*** Opening of Exercise inputs ***

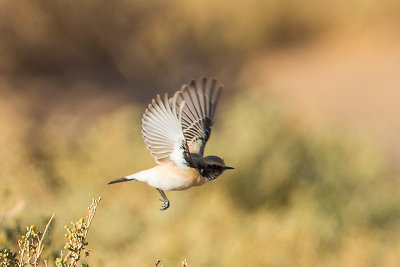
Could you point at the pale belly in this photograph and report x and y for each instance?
(171, 177)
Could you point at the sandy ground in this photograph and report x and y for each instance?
(350, 78)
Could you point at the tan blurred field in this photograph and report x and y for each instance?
(308, 119)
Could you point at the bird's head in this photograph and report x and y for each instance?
(212, 166)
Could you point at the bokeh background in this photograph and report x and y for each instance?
(308, 117)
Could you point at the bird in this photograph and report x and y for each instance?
(175, 131)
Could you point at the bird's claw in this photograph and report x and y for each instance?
(164, 204)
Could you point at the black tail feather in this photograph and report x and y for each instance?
(120, 180)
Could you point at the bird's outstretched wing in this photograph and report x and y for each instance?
(162, 130)
(200, 100)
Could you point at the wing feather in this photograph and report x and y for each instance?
(162, 130)
(198, 112)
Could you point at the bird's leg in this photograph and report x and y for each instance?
(164, 201)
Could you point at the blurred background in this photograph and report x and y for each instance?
(310, 104)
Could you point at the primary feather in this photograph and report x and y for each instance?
(175, 127)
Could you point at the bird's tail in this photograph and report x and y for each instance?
(120, 180)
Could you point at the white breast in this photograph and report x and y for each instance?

*** Close of Exercise inputs ***

Task goal: Write out the records once more, word for word, though without the pictures they contain.

Task output:
Could you point at the pale belly in this photograph and report x and y for each instance?
(171, 177)
Could you point at the sandy ground in this photograph and report x and y for each instance?
(350, 78)
Could you point at the tan blurred field in this photograph and report x and y for each instance?
(308, 119)
Could you point at the bird's head in this photograph and report x and y for each instance?
(212, 166)
Could you point at the bokeh background in this photograph and report x and y for each instance?
(308, 117)
Could you point at the bird in this photograph and report x and y for each instance?
(175, 131)
Could you point at the bird's claw in this photograph and report x and y for each instance?
(164, 204)
Could you point at the black tail feather in this photograph and report x and y for each instance?
(120, 180)
Could you point at the bird's outstretched wing in this photograph and report x and y for each instance?
(162, 130)
(200, 100)
Could you point at the wing feather in this photograph and report x and y for each instance?
(162, 130)
(198, 112)
Could you point at the bird's leg in this photograph and report x and y for each instance?
(164, 201)
Could you point at the blurred background in this photograph and report x and y for each instance?
(310, 104)
Could you point at the primary feather in this photograph and report x and y for each instance?
(175, 127)
Could you point at the bird's tail in this photograph and report x and y for each instance?
(120, 180)
Could you point at the white breast in this photograph and report x and y for each instance?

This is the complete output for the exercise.